PAGE TEXT:
--------------------------------------------------

We give special issue No. 1: "From the preponderance of the evidence, do you find that the timber being carried by W. B. Abbott and a fellow workman on or about August 31, 1937 (if you have found a timber was being so carried) was dropped by the fellow workman?"
Special issue No. 2: "From the preponderance of the evidence, do you find that the said personal injury, if any, sustained by W. B. Abbott on or about August 31, 1937, occurred when a fellow workman dropped a timber being carried by him and Abbott (if you have found a timber was being carried by them)?"
Special issue No. 2A: "From the preponderance of the evidence, do you find that W. B. Abbott, on or about August 31, 1937, suffered an injury to his back over and along his spinal column in the region of the lumbar vertebrae and muscles, nerves, tendons and ligaments of the lumbar region?"
These issues were not subject to appellant's exceptions that they were "too broad and general," and permitted the jury to give an affirmative answer, "based upon any testimony introduced before them, whether the same be supported by the pleadings or not."

--------------------------------------------------

DATA SECTION:

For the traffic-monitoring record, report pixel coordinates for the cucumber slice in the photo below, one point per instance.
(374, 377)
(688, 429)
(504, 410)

--------------------------------------------------

WRITTEN PROBLEM 1:
Please answer these questions on the passage about the special jury issues:
(a) Special issue No. 1 asks about events on or about what date?
(b) In special issue No. 1, who is named as possibly having dropped the timber?
(c) Special issue No. 2A asks about an injury to the back in which region of the vertebrae?
WRITTEN PROBLEM 2:
Pick up the passage about the special jury issues after its last sentence and carry it further.

RIGHT ANSWER 1:
(a) August 31, 1937.
(b) The fellow workman.
(c) The lumbar region.

RIGHT ANSWER 2:
Appellee's counsel, Judge Daughtry, made the following argument to the jury: "May it please the court and you gentlemen of the jury: senior counsel has said that he has talked enough, and I have, too, I am sure, but I could talk on and on, even though I know you are tired hearing me, and I don't blame you. I appreciate the attention this jury has given this man's case. When a man comes out of the portals of a law school, as I did out of the University of Texas, and as my counsel opposing did, there are roads that we must choose to follow, and I chose the road, deliberately, that John Masefield chose in his `Consecration,' and I came out of the law school to make my living practicing law — not the wealth for me, but the lot of a tramp of the road, the man with too heavy a weary burden, too heavy a load. `Others may sing of the wine and the wealth and the mirth, the portly presence of potentates goodly in girth: mine be the dirt and the dross, the dust and the scum of the earth. Theirs be the music, the colour, the glory, the gold: mine be a handful of ashes, a mouthful of mould. Of the maimed, of the halt and the blind in the rain and the cold — of these shall my songs be fashioned my tales be told' and for them, for the kind of law I want to practice, that I deliberately chose, for the naked and sick and blind in the rain and the cold, for those my songs be sung and my tales be told. I could talk to a jury forever if I thought it would do them any good."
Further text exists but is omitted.